- _WORK ITEM_
Look for the line containing "Note: in this drill the class marks the sidewalk" in the listing below. Retype that line and every subsequent line through the last one, and only those.

┌──

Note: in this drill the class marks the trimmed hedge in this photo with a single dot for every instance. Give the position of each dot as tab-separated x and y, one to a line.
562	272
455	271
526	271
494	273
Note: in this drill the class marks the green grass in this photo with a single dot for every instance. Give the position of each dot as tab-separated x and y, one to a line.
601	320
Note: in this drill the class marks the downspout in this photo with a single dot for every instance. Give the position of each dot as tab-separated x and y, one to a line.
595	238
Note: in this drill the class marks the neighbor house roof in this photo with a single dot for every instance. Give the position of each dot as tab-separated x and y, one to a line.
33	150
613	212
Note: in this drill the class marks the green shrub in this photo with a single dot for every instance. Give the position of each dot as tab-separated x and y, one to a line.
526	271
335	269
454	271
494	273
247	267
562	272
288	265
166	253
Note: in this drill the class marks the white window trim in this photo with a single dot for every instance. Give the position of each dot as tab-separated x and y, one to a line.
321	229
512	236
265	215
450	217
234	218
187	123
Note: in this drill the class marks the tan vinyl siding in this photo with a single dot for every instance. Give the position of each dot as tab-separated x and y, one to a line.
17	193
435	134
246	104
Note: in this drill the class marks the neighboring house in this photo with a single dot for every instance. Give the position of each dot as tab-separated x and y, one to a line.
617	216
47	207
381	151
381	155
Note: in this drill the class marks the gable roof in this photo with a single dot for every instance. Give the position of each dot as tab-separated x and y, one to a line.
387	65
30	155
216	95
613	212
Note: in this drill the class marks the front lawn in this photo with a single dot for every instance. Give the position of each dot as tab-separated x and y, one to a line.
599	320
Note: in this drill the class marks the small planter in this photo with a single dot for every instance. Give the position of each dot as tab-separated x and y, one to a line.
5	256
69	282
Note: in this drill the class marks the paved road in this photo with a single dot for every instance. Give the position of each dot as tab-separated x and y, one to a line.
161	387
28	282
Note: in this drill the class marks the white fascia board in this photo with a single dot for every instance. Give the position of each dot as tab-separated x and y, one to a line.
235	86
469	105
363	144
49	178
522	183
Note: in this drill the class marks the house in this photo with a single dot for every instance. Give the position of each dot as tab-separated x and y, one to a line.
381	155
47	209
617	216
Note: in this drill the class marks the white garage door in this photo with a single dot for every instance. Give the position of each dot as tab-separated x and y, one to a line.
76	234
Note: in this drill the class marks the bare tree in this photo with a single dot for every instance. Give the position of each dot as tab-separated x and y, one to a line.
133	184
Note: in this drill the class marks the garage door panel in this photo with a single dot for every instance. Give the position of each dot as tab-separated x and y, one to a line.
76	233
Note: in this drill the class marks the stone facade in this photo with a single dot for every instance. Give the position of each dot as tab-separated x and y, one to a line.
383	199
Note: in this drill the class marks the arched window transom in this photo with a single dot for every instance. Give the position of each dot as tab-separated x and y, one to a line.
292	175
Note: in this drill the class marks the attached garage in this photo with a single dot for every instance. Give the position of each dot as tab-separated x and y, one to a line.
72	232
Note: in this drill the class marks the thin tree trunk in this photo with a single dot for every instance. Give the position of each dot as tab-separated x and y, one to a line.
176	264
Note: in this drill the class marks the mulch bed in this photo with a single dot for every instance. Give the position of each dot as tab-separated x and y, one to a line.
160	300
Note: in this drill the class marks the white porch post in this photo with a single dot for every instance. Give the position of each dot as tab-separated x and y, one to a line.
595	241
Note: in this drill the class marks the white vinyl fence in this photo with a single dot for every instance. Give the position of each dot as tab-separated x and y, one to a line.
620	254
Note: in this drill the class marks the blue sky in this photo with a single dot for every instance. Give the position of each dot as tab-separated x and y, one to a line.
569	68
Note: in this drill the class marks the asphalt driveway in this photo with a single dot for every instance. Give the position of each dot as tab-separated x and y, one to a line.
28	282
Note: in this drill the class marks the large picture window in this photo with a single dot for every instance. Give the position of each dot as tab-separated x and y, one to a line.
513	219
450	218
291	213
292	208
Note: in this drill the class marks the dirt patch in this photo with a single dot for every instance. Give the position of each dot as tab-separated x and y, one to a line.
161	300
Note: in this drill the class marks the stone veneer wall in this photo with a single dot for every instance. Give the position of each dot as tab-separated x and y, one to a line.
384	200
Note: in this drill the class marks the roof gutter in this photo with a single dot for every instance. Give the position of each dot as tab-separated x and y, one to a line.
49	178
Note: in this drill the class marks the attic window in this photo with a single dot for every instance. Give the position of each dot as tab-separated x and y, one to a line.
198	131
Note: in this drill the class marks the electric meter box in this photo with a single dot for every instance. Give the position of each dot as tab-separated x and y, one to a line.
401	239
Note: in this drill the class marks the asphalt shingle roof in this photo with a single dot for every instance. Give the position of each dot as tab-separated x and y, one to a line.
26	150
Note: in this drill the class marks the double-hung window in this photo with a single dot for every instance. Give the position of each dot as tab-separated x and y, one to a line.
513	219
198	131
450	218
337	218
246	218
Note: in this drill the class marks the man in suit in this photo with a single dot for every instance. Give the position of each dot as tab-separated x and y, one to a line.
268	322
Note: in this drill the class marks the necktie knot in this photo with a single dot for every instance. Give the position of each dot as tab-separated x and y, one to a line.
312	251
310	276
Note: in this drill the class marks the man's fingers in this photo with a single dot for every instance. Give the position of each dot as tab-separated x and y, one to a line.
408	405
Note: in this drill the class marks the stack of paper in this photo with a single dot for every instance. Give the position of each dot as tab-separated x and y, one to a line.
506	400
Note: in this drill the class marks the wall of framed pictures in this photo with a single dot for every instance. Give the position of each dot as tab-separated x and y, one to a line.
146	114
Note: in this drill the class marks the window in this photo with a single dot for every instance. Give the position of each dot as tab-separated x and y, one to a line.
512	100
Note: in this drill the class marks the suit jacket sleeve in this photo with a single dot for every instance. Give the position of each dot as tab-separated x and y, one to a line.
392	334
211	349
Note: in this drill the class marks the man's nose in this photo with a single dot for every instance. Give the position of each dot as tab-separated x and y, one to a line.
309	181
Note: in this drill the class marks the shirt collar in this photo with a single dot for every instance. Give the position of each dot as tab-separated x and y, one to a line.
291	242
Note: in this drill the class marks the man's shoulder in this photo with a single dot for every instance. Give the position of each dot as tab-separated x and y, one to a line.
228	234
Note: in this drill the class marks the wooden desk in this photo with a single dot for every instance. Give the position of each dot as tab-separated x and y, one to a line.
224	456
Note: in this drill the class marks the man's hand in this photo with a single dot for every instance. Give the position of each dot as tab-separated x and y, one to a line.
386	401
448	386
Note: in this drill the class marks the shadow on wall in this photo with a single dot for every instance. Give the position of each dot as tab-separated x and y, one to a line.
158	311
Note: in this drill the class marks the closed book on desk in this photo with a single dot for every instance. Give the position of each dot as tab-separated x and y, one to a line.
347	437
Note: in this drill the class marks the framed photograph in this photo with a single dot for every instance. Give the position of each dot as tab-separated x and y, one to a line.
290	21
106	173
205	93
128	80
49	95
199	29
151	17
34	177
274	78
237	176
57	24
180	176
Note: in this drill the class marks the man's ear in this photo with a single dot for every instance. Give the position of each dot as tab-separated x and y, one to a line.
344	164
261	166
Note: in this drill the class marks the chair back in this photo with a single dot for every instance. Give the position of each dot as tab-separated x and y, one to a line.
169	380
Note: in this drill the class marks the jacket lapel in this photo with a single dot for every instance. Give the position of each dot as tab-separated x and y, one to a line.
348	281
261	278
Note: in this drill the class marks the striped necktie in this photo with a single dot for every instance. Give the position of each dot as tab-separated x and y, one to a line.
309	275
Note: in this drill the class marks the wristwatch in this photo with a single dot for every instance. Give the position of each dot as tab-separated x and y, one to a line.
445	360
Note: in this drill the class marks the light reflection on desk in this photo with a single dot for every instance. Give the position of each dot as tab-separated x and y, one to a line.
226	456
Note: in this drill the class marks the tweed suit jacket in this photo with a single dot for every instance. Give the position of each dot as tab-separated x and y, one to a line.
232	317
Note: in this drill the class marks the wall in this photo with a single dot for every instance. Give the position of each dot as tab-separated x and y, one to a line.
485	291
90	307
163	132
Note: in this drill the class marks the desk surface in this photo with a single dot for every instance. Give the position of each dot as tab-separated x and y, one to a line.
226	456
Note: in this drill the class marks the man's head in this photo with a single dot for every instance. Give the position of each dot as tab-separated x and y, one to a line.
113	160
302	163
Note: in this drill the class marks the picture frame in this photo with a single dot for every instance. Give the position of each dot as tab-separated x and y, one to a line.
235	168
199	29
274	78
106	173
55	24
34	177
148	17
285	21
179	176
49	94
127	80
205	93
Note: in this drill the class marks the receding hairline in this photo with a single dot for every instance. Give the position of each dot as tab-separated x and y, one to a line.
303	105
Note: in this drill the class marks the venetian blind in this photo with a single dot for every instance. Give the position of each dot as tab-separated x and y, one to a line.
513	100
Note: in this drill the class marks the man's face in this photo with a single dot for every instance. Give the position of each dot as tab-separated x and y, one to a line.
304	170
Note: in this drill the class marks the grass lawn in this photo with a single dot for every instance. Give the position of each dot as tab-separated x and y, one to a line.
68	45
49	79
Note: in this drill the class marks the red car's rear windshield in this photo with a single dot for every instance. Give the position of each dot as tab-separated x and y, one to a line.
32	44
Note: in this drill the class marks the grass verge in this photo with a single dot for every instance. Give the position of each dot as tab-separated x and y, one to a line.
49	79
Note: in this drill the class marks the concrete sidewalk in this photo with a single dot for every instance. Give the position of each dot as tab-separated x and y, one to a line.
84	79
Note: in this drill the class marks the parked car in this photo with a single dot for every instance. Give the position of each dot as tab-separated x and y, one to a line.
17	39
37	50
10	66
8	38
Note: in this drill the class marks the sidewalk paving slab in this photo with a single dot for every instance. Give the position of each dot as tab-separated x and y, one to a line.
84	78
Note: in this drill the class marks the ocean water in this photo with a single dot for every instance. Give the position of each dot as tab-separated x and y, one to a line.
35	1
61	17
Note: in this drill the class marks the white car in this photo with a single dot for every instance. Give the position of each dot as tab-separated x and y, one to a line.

└──

- _SOLVED EXERCISE_
Note: in this drill the class marks the sidewalk paving slab in this photo with a single dot for every instance. Give the position of each dot as tab-separated x and y, one to a line.
84	78
Note: in this drill the class marks the ocean water in this photo with a single dot for every instance. Give the position of each dot as tab-separated x and y, one to a line.
35	1
61	17
Note: in this drill the class marks the white car in this photo with a single dot for every instance. Give the position of each dot as tab-separated x and y, one to a line.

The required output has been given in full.